>> BEGIN Records provided
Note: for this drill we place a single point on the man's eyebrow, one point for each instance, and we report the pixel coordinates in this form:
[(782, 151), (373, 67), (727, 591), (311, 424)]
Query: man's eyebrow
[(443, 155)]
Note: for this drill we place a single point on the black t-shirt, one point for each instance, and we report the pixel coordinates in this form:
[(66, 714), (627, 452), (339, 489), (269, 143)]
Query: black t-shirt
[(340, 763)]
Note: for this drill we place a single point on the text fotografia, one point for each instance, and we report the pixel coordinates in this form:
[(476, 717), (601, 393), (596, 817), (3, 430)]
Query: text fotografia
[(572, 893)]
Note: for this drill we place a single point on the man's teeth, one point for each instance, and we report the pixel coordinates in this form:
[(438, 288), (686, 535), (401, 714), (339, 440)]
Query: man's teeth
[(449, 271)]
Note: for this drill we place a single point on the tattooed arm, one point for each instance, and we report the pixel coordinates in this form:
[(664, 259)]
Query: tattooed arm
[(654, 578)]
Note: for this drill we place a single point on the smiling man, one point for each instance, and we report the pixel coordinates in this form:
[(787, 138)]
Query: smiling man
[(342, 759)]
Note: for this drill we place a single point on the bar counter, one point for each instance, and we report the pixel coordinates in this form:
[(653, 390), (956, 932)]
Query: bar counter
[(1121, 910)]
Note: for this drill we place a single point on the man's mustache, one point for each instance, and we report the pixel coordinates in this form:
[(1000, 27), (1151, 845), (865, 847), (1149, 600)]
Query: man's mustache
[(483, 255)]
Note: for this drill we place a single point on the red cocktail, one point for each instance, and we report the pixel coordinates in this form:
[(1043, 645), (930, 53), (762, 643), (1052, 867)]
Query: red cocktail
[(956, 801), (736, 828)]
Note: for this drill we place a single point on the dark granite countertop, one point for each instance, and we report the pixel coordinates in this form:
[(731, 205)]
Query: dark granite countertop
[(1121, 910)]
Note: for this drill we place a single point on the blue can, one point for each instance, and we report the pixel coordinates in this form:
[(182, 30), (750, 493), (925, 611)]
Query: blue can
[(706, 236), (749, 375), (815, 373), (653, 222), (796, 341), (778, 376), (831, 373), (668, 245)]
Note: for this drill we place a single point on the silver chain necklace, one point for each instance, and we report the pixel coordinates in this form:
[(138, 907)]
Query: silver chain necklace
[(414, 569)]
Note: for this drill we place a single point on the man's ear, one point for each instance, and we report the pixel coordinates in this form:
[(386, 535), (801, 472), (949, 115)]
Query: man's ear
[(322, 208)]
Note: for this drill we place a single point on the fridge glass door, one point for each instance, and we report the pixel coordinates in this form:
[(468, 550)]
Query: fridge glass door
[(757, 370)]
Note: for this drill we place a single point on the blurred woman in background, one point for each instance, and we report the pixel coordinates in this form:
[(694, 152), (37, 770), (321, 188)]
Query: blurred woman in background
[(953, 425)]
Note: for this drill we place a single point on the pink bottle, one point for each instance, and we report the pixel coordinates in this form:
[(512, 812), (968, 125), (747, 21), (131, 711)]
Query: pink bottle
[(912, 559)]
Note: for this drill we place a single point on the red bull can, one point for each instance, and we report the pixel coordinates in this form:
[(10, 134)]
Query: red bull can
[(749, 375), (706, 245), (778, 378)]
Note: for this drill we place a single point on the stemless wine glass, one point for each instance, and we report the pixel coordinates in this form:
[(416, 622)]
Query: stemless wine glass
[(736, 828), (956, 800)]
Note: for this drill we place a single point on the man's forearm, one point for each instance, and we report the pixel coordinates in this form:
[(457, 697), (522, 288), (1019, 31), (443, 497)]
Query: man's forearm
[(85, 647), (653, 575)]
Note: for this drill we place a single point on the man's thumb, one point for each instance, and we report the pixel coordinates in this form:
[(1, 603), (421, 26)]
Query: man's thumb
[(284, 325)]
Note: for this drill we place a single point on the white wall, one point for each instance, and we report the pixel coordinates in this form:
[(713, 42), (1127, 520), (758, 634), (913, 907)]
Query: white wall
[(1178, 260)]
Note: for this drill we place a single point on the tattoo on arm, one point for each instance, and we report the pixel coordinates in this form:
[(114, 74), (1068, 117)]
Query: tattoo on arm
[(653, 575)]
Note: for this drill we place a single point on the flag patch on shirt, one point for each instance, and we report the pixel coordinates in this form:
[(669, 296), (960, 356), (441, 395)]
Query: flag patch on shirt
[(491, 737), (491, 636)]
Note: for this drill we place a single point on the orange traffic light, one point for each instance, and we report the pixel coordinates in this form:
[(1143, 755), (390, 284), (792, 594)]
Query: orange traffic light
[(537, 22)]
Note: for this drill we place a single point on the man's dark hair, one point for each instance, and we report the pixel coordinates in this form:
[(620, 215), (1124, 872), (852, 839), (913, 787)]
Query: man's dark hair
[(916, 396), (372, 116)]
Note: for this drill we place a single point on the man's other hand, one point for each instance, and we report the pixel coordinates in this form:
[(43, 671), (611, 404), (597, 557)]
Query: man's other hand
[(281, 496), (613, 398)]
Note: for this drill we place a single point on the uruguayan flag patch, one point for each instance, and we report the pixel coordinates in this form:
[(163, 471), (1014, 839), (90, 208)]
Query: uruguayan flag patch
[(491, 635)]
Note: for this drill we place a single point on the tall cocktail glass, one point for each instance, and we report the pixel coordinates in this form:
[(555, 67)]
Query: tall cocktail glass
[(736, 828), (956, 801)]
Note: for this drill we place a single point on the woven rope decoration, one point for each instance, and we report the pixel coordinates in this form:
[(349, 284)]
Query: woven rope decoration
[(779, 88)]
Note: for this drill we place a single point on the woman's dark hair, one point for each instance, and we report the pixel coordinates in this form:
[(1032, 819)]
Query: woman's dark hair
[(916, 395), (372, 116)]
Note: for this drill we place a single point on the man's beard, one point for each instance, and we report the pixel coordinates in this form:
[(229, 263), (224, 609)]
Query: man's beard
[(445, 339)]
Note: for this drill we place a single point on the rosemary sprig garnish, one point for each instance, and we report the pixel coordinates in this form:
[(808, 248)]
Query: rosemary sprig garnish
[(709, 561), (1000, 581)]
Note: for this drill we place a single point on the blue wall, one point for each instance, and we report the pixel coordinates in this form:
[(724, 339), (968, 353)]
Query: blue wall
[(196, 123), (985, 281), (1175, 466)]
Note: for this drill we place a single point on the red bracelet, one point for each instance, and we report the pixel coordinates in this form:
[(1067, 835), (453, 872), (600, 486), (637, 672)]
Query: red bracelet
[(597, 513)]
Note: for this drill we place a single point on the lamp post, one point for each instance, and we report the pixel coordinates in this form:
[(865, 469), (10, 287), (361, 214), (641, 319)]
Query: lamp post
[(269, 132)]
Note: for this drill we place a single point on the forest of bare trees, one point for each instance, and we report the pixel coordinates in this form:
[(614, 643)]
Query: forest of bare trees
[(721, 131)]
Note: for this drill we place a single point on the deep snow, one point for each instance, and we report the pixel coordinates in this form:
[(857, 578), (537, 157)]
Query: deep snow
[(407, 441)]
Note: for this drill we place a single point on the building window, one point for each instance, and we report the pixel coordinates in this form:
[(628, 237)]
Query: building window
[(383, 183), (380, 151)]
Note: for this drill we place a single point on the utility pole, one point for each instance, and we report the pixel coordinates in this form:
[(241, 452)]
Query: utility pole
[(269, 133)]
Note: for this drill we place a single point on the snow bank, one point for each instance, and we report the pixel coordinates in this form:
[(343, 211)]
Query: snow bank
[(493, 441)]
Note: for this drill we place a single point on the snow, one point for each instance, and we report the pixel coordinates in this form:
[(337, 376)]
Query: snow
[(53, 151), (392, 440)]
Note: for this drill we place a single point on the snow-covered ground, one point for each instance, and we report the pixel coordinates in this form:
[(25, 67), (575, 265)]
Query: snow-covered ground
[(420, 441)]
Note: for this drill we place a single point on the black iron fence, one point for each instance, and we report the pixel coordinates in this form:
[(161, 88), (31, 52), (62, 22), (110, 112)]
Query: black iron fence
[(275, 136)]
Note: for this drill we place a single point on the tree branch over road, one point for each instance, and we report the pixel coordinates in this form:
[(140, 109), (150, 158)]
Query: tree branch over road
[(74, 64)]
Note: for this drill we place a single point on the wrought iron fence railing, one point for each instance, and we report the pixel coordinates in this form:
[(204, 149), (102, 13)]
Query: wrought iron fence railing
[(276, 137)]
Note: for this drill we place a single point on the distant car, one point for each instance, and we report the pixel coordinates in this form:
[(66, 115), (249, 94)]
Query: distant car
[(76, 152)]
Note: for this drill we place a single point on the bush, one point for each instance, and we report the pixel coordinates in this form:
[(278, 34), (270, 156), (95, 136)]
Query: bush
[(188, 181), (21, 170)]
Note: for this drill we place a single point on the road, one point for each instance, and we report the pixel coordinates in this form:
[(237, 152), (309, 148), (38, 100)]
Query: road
>> END Records provided
■ **Objective**: Output the line holding "snow bank, one", then every later line through the end of the records above, exactly as given and nothing else.

■ **Finished task**:
Note: for this drill we place a single point on the snow bank, one point for each instance, and we report the pixel coordinates in this form:
[(343, 211)]
Query: snow bank
[(493, 441)]
Note: for this drill we place a single point on the snow, one point for each instance, and we report the pixel coordinates in this form:
[(337, 376)]
Query: snow
[(53, 151), (392, 440)]
Note: for this drill we place a single point on the snow-covered ground, one point for each instance, and we report the pixel coordinates in this form:
[(25, 67), (575, 265)]
Query: snow-covered ground
[(420, 441)]
Note: for this drill we place a single point on the black iron fence, one point for each instance, and we report the pixel coordinates in this form:
[(161, 88), (31, 52), (62, 22), (110, 112)]
Query: black iron fence
[(275, 136)]
Note: for this drill we place a single point on the tree branch over road, one point for each instance, and we report the pixel coordinates in this form:
[(140, 109), (150, 158)]
Query: tree branch over road
[(74, 64)]
Note: for this drill we place a single point on the wrought iron fence railing, one point for each instance, and we report the pixel coordinates in this form:
[(204, 149), (102, 13)]
Query: wrought iron fence railing
[(276, 137)]
Note: for this drill we place a single point on the distant car, one point for each instance, and we report the pixel coordinates in this form:
[(66, 115), (249, 94)]
Query: distant car
[(76, 152)]
Note: for this drill we place a single point on the bush, one point for each instance, and we report the pixel coordinates in this form:
[(278, 34), (270, 156), (95, 136)]
Query: bush
[(188, 181), (21, 170)]
Note: for this drill we place a single point on the road, one point for each instance, and we report the pixel coordinates in this form:
[(237, 152), (309, 148), (38, 100)]
Query: road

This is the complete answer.